AUFGABENSTELLUNG: Wandle bitte sämtliche folgenden Daten Zeile für Zeile in eine nummerierte Liste um. Leere Zeilen lässt du dabei weg.

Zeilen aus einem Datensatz
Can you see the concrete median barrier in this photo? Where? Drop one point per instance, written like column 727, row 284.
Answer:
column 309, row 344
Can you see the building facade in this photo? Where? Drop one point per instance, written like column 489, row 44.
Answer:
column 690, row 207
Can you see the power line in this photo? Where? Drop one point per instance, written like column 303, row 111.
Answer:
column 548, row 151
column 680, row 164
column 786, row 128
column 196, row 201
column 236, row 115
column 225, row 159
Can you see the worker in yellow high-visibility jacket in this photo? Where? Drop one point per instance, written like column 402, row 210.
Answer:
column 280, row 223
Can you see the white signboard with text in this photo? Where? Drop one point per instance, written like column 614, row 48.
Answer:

ERGEBNIS DER ÜBUNG:
1. Can you see the concrete median barrier in this photo? Where? Drop one point per instance, written like column 727, row 284.
2. Answer:
3. column 309, row 344
4. Can you see the building facade in this photo? Where? Drop one point per instance, written like column 489, row 44.
5. Answer:
6. column 690, row 207
7. Can you see the power line in this photo? Where? Drop one point per instance, written like column 303, row 111.
8. Answer:
9. column 548, row 151
10. column 680, row 164
11. column 786, row 128
12. column 196, row 201
13. column 236, row 115
14. column 225, row 159
15. Can you see the worker in yellow high-visibility jacket in this photo? Where? Drop one point per instance, written like column 402, row 210.
16. Answer:
17. column 280, row 223
18. Can you see the white signboard with text in this photo? Where? Drop one point per instance, written like column 614, row 48.
19. Answer:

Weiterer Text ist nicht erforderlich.